Problem requirements: Give back the line that contains "point: pink checkered" and every following line, exactly as they appear, through the end of the data.

Data shown:

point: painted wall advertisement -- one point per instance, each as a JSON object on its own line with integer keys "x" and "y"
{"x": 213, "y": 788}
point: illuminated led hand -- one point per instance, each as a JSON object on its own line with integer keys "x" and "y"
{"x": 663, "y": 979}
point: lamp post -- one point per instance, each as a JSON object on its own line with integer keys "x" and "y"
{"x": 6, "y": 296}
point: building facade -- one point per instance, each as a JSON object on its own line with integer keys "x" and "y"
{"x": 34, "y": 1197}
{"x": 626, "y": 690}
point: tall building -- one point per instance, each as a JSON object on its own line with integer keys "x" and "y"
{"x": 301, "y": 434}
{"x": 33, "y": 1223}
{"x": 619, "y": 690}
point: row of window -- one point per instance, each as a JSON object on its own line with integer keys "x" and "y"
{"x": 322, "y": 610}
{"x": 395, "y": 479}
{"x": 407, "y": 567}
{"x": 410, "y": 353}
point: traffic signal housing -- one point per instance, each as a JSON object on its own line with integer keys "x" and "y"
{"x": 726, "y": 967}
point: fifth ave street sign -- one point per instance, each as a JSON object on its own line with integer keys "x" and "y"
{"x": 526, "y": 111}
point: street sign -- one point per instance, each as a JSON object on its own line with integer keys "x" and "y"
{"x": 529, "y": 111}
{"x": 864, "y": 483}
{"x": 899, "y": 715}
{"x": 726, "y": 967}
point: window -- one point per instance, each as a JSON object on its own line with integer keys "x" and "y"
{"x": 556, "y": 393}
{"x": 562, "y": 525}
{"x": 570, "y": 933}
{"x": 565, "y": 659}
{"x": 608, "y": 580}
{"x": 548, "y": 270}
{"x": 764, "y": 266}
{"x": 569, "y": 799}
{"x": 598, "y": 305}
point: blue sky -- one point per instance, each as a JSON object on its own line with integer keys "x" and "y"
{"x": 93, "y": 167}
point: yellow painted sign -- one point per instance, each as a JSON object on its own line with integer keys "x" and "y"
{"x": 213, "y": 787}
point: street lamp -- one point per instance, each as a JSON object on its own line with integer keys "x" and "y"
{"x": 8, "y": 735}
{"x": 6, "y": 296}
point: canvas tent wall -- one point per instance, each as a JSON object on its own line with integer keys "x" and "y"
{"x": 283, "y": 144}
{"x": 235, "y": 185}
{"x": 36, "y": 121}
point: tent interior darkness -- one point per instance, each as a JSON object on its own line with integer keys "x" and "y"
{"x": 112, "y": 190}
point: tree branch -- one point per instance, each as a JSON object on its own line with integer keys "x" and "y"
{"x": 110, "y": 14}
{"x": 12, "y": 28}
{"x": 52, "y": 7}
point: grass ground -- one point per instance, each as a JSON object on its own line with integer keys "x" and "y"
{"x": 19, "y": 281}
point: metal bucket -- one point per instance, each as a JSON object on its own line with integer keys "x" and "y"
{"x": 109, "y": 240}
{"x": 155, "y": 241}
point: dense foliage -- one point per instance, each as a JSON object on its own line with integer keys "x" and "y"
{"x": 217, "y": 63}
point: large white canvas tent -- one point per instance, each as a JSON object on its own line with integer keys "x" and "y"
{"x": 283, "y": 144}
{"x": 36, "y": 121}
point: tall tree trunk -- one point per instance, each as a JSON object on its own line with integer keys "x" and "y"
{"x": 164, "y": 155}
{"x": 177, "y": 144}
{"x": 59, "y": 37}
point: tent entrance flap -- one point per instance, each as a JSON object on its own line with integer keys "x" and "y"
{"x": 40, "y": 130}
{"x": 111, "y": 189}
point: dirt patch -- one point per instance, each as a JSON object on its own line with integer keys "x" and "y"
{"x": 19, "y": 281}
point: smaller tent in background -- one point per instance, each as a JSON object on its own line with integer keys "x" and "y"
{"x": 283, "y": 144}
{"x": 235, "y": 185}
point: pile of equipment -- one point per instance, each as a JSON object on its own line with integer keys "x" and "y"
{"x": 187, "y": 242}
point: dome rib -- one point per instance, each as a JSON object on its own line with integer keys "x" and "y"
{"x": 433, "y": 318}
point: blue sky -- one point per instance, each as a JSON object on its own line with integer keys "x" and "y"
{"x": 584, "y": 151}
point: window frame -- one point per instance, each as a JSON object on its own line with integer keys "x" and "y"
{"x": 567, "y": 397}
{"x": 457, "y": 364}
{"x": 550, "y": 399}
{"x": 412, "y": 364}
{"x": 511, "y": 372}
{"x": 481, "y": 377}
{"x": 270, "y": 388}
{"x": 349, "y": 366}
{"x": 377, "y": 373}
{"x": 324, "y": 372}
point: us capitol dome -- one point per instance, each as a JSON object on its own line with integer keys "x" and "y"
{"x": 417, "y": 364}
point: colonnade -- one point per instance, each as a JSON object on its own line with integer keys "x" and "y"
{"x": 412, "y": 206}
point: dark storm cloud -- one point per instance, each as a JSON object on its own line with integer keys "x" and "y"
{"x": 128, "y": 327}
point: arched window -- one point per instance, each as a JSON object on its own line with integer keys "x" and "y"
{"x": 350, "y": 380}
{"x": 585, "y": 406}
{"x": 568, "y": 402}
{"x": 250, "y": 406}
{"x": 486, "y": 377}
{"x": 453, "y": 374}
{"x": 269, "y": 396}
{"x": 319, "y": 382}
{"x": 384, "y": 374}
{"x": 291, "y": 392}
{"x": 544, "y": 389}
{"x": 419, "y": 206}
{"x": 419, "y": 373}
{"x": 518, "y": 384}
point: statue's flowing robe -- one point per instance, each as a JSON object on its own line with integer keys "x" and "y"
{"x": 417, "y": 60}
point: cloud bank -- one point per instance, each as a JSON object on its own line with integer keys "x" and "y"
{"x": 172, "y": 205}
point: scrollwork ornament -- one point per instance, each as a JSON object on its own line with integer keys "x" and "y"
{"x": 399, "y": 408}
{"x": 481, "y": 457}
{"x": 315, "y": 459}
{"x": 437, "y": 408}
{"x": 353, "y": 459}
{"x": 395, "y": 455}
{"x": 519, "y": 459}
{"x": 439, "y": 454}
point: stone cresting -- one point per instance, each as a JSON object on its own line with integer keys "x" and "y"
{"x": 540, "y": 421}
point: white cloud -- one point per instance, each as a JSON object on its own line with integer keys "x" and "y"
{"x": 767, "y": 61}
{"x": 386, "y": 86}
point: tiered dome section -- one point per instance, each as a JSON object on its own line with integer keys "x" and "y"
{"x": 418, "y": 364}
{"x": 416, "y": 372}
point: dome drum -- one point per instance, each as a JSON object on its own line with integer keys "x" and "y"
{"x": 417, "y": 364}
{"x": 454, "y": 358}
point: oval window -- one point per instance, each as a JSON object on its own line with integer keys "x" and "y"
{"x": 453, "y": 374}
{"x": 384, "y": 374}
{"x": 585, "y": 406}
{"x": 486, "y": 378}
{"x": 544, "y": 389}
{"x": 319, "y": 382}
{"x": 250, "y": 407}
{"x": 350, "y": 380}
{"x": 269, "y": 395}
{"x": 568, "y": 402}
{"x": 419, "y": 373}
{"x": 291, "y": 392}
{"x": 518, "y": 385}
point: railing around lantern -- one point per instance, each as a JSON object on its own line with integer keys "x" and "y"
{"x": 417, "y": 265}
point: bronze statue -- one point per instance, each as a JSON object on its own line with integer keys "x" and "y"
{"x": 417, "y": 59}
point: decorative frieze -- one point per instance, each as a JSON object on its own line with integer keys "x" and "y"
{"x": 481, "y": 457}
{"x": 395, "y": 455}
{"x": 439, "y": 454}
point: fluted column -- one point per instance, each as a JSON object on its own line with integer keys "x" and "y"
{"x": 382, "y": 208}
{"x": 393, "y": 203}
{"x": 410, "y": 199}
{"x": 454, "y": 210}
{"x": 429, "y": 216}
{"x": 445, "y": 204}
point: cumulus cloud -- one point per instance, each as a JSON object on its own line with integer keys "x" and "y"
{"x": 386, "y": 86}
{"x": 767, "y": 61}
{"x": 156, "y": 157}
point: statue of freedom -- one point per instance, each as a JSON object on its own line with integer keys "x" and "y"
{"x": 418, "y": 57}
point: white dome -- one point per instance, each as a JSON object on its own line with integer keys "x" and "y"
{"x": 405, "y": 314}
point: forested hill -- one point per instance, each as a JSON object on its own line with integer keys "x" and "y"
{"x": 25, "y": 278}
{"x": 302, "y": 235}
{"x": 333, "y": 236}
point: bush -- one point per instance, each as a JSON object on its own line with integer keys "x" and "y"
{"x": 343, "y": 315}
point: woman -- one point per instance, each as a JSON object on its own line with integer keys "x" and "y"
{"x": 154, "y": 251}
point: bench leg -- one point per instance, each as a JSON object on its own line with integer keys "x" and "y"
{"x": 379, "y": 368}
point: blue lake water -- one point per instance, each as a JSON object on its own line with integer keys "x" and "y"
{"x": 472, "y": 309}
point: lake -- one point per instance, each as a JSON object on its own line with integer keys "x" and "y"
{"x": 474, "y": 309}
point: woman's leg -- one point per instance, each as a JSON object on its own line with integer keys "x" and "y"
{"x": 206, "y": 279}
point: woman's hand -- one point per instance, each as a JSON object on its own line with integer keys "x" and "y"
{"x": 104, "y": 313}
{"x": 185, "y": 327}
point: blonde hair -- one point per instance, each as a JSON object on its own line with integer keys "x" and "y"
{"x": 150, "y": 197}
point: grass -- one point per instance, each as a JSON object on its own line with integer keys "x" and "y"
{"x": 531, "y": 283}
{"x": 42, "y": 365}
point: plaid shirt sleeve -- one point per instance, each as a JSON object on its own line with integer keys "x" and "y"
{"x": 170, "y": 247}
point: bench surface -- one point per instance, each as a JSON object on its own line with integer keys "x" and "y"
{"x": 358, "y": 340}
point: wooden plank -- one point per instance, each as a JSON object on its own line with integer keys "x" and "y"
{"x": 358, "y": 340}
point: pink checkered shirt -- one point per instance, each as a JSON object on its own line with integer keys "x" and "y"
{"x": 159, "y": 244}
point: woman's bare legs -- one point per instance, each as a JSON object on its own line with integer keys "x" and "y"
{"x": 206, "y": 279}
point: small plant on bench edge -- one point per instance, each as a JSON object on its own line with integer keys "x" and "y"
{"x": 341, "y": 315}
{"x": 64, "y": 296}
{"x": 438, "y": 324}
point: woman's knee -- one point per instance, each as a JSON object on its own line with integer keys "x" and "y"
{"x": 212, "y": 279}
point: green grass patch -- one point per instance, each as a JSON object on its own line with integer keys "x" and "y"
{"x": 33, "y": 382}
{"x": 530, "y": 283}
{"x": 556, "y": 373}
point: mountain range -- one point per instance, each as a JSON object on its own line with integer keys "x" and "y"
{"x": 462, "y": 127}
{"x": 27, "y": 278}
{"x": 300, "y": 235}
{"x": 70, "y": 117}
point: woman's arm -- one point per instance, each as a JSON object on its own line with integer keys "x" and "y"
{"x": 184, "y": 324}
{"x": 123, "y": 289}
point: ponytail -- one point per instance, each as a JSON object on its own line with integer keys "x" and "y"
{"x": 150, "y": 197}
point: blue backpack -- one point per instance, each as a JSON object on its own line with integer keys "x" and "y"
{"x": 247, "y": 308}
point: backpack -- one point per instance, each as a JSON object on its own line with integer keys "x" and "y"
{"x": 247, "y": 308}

Solution for this task:
point: pink checkered shirt -- one point per instance, each as a JSON object on its own line with integer keys "x" and "y"
{"x": 159, "y": 244}
point: woman's bare legs -- one point per instance, each as a JSON object on its own line with integer keys "x" and "y"
{"x": 206, "y": 279}
point: small plant on bench edge -- one point per instance, each as a JSON object on its own line with integer keys "x" and "y"
{"x": 341, "y": 315}
{"x": 64, "y": 296}
{"x": 438, "y": 324}
point: woman's knee -- one point per instance, each as a JSON object on its own line with integer keys "x" and "y"
{"x": 212, "y": 279}
point: green grass patch -- one point per instance, each as a JSON object on its own line with integer keys "x" and "y"
{"x": 33, "y": 382}
{"x": 530, "y": 283}
{"x": 556, "y": 373}
point: mountain range -- one point per instance, each as a JSON object on its own line with integer keys "x" and "y"
{"x": 462, "y": 127}
{"x": 27, "y": 278}
{"x": 300, "y": 235}
{"x": 70, "y": 117}
point: woman's arm -- one point per instance, each as a JSON object on its own line with integer keys "x" and "y"
{"x": 184, "y": 324}
{"x": 123, "y": 289}
point: ponytail -- one point per instance, each as a JSON object on its own line with integer keys "x" and "y"
{"x": 150, "y": 197}
point: blue backpack -- one point per instance, each as a JSON object on its own line with integer keys "x" and "y"
{"x": 247, "y": 308}
point: backpack -- one point per instance, each as a JSON object on its own line with integer keys "x" and "y"
{"x": 247, "y": 308}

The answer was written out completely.